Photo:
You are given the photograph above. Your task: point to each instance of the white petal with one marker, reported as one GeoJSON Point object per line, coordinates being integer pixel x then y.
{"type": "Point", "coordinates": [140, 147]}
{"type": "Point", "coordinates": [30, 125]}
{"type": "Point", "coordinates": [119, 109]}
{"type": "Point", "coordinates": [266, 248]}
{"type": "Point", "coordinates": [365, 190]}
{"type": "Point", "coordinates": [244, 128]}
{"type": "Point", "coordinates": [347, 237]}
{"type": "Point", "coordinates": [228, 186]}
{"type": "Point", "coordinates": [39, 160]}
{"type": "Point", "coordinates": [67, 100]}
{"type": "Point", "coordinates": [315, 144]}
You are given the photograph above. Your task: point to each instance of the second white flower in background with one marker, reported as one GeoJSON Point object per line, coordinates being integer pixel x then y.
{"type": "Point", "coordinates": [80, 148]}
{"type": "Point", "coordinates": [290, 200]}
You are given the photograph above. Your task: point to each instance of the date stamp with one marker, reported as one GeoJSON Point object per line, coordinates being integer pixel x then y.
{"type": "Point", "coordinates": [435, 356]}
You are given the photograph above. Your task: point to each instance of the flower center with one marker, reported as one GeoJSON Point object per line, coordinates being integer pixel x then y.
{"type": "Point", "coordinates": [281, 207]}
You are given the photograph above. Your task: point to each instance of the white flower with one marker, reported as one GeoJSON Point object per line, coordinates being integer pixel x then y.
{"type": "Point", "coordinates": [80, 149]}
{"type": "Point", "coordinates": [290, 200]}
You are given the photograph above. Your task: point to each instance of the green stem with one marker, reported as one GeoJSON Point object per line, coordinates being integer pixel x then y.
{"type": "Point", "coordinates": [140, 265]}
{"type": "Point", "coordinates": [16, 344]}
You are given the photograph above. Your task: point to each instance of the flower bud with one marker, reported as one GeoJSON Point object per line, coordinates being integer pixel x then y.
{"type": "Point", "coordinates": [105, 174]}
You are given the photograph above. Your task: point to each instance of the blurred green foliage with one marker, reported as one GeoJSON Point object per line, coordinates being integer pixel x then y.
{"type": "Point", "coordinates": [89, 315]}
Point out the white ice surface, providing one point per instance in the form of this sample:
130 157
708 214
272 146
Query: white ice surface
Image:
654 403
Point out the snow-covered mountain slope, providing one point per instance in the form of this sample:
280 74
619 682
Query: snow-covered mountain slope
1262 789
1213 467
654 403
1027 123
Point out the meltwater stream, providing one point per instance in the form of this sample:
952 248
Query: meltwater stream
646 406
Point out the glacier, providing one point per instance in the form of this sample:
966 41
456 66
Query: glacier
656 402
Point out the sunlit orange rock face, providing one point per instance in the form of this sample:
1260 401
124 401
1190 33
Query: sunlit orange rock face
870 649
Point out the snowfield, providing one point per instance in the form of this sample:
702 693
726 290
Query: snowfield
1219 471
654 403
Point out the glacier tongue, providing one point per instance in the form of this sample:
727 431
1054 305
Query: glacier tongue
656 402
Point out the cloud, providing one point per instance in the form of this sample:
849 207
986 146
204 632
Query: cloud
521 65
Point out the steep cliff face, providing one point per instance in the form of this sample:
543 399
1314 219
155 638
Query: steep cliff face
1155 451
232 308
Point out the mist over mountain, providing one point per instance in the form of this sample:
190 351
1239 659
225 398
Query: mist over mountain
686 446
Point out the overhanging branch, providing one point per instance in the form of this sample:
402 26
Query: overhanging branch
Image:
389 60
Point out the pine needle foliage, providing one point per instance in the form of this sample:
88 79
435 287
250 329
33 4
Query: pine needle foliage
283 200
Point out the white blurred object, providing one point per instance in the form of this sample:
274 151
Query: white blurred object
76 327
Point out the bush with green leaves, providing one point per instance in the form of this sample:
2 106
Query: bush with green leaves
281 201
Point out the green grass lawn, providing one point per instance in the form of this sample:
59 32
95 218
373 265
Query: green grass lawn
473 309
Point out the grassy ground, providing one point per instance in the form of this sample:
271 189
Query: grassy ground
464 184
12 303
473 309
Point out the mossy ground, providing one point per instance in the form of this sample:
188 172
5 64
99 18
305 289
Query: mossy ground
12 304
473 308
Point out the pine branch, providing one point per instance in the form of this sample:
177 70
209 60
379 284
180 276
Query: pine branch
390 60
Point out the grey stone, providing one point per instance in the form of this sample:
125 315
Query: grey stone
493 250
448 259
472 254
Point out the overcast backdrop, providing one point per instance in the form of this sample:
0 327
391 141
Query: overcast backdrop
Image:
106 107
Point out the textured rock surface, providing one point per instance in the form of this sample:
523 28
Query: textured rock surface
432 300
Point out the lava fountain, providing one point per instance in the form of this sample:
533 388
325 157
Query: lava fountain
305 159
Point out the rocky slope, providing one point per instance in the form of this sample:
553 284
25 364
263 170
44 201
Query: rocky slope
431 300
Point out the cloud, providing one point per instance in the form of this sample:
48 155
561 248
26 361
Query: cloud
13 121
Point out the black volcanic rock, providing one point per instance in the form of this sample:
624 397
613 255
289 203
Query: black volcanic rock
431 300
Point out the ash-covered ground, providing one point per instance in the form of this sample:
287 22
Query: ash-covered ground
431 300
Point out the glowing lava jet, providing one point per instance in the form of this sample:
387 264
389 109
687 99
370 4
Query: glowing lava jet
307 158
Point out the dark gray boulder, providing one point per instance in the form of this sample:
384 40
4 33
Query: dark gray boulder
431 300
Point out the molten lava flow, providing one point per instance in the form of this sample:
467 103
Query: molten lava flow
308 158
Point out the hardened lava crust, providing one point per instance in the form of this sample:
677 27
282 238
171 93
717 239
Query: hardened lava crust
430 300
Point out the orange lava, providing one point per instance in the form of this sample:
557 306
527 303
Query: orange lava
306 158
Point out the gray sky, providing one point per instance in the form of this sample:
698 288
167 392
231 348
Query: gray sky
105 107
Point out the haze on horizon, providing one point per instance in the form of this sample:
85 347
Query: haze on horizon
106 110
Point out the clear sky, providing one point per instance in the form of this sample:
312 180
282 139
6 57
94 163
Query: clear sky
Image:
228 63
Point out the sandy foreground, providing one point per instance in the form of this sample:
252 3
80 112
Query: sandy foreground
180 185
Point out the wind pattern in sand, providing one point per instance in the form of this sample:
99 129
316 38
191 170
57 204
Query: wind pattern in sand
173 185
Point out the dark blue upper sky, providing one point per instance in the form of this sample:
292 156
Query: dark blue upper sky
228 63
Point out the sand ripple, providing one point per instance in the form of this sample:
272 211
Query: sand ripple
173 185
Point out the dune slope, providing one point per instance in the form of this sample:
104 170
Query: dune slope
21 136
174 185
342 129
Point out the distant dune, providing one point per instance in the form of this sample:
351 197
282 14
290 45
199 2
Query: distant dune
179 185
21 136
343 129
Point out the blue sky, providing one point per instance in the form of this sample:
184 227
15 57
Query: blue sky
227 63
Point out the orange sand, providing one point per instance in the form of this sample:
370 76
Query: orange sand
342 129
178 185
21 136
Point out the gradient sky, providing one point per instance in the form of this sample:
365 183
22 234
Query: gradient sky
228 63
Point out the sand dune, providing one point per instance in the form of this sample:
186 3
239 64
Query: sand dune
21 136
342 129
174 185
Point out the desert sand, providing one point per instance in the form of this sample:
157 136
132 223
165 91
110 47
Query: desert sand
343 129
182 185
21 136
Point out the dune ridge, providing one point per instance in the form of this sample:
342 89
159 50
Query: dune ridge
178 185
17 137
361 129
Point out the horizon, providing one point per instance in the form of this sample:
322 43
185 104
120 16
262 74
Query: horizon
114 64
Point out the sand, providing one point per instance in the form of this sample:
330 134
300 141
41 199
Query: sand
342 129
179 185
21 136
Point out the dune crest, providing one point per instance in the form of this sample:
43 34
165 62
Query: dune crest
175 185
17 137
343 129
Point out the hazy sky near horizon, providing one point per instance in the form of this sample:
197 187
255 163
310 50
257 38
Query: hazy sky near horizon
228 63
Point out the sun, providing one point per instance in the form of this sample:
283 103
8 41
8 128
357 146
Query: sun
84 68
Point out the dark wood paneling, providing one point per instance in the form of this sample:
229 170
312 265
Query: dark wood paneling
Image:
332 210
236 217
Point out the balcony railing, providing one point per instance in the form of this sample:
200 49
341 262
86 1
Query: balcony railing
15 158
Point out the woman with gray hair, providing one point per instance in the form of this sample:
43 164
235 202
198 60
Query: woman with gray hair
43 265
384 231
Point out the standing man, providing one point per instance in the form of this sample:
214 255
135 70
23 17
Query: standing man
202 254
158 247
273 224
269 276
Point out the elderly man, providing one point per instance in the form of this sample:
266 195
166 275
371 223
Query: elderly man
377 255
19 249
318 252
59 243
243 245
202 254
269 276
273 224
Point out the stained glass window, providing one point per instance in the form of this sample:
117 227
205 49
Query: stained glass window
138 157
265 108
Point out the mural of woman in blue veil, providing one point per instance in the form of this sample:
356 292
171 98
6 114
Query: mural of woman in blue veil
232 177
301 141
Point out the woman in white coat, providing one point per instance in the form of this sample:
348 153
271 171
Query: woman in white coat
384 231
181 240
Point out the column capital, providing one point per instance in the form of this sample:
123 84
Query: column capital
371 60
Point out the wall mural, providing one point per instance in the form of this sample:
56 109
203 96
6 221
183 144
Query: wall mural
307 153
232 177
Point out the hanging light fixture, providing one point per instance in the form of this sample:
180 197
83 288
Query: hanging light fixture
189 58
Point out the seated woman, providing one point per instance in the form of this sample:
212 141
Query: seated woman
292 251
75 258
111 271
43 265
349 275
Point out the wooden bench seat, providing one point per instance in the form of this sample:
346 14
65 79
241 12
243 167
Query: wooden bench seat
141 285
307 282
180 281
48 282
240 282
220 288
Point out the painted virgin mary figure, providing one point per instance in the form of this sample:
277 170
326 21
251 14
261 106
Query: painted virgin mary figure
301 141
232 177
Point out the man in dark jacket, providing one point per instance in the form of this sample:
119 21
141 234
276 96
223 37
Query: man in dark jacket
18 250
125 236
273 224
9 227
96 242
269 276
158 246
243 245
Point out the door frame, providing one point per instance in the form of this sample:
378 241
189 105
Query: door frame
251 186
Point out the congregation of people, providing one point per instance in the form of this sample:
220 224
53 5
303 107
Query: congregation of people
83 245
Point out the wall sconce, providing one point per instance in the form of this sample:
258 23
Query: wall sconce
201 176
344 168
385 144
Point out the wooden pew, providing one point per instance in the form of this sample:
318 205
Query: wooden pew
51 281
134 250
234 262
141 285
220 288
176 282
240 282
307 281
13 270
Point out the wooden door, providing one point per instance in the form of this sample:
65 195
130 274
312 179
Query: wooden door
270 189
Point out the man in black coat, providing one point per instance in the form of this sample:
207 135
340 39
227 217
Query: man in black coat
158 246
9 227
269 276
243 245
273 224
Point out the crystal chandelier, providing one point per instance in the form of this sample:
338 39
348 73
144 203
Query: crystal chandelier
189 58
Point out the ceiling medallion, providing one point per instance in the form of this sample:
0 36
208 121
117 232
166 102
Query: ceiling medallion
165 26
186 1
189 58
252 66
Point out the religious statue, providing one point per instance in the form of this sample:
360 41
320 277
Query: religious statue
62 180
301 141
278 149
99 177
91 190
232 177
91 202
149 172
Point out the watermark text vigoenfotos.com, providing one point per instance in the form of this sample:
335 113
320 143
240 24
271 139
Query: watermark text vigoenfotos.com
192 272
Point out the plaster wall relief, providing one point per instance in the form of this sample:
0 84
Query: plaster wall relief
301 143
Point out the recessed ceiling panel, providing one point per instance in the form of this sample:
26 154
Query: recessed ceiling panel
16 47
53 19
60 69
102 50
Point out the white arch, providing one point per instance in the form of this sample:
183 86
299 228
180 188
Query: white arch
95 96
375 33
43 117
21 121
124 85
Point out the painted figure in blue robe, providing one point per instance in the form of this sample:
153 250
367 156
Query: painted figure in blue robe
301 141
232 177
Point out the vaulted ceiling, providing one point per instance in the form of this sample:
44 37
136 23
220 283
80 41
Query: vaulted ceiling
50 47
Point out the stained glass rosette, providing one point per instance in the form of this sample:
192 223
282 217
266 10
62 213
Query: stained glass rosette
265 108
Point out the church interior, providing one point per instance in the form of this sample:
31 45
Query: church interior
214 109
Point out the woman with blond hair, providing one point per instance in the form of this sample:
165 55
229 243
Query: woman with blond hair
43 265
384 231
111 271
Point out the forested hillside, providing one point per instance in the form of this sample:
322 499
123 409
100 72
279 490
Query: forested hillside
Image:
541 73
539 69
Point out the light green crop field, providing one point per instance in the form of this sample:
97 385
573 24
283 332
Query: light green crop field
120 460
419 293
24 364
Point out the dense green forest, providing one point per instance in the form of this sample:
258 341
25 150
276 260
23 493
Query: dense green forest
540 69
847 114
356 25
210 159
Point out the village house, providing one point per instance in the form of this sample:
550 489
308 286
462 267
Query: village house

▶ _Task_
From the "Point out the painted figure" line to the close of the listing, restate each line word for word.

▶ _Exercise answer_
Point out the painted figure in blue robe, providing one point per instance in the form of this sample:
153 250
367 156
Query: painted figure in blue robe
301 141
232 177
Point out the vaulted ceiling, providing one point per instance in the form of this sample:
44 37
136 23
220 283
80 41
Query: vaulted ceiling
50 47
Point out the stained glass rosette, providing one point per instance in the form of this sample:
192 223
282 217
266 10
62 213
Query: stained glass rosette
265 108
Point out the church interior, providing one point per instance in the form of this sample:
31 45
Query: church interior
214 109
Point out the woman with blond hair, providing one point per instance in the form of this sample:
165 55
229 243
Query: woman with blond hair
43 265
384 231
111 271
Point out the forested hillside, providing one point per instance in the form of this sample:
322 499
123 409
100 72
279 490
Query: forested hillside
Image:
541 73
539 69
Point out the light green crop field, providing one point per instance in the form of this sample:
97 385
573 24
283 332
Query: light green crop field
120 460
419 293
24 364
Point out the dense green forest, providing one point per instance in the form of this sample:
258 341
25 150
276 260
23 493
Query: dense green forest
540 69
847 114
356 25
210 159
Point out the village house, providing one point per instance in the form of this sample:
550 489
308 286
462 267
Query: village house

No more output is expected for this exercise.